• **SOURCE EXTRACT**
A hybrid ensemble feature selection method for identifying differential methylation sites. HyDML uses R to implement the feature selection, and through the hybrid ensemble framework, it can achieve robust differential methylation sites selection.
Download source code of HyDML by
https://github.com/TQBio/HyDML.git
1)Installation has been tested in Linux with R 3.4.4.
2)HyDMl uses the following dependencies: e1071; ecodist; glmnet; rmcfs; MDFS; sampling; pROC;
You can install these packages first, by the following commands:
install.packages("e1071")
install.packages("ecodist")
install.packages("glmnet")
install.packages("rmcfs")
install.packages("MDFS")
install.packages("sampling")
install.packages("pROC")
Analysis function.r --- Some processing and functional functions for analyzing the obtained differential methylation sites.
HyDML_Main.r --- The set of main functions for HyDML, including sampling, feature selection, etc.
HyDML_preprocess.r --- The preprocessing function for methylation data from TCGA.
HyDML_preprocess_demo.r --- A example pipeline for the preprocessing of methylation data from TCGA.
We also uploaded differential methylation sites selected for each cancer data set and published the data for follow-up studies.
Additionally, we uploaded the "SNP" file to address the DML which were marked as a SNP in annotation file and it's accessible under
"HyDML/Data/SNP/" file.
You can download the "easy version" of HyDML from HyDML_demo.r and download the data from "Data" file;
then you can implement the analysis of robust DML selection with R/RStudio.
You also could use HyDML for other feature selection domains with robustness problems, just make sure the input is a formal 'dataframe' style.

• **GIVEN DATA**
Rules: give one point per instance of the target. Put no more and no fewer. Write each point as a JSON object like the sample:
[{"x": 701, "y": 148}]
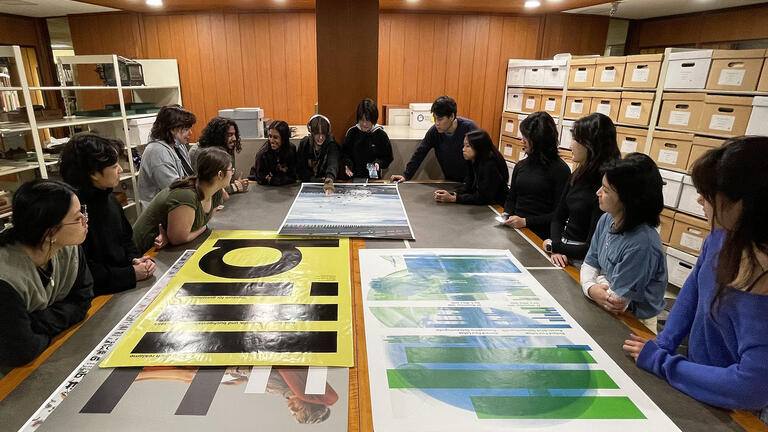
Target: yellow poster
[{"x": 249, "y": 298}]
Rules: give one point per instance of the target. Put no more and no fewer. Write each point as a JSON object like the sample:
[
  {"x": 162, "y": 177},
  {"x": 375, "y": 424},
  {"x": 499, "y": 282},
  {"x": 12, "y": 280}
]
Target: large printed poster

• **WORK INSTRUCTION A**
Rewrite the part of the HyDML page starting with "2)HyDMl uses the" and going on through "of methylation data from TCGA.", replacing "TCGA" with "GEO".
• **WORK INSTRUCTION B**
According to the HyDML page, which version of R was used to test the installation, and on what operating system?

• **ANSWER A**
2)HyDMl uses the following dependencies: e1071; ecodist; glmnet; rmcfs; MDFS; sampling; pROC;
You can install these packages first, by the following commands:
install.packages("e1071")
install.packages("ecodist")
install.packages("glmnet")
install.packages("rmcfs")
install.packages("MDFS")
install.packages("sampling")
install.packages("pROC")
Analysis function.r --- Some processing and functional functions for analyzing the obtained differential methylation sites.
HyDML_Main.r --- The set of main functions for HyDML, including sampling, feature selection, etc.
HyDML_preprocess.r --- The preprocessing function for methylation data from GEO.
HyDML_preprocess_demo.r --- A example pipeline for the preprocessing of methylation data from GEO.

• **ANSWER B**
R 3.4.4 on Linux.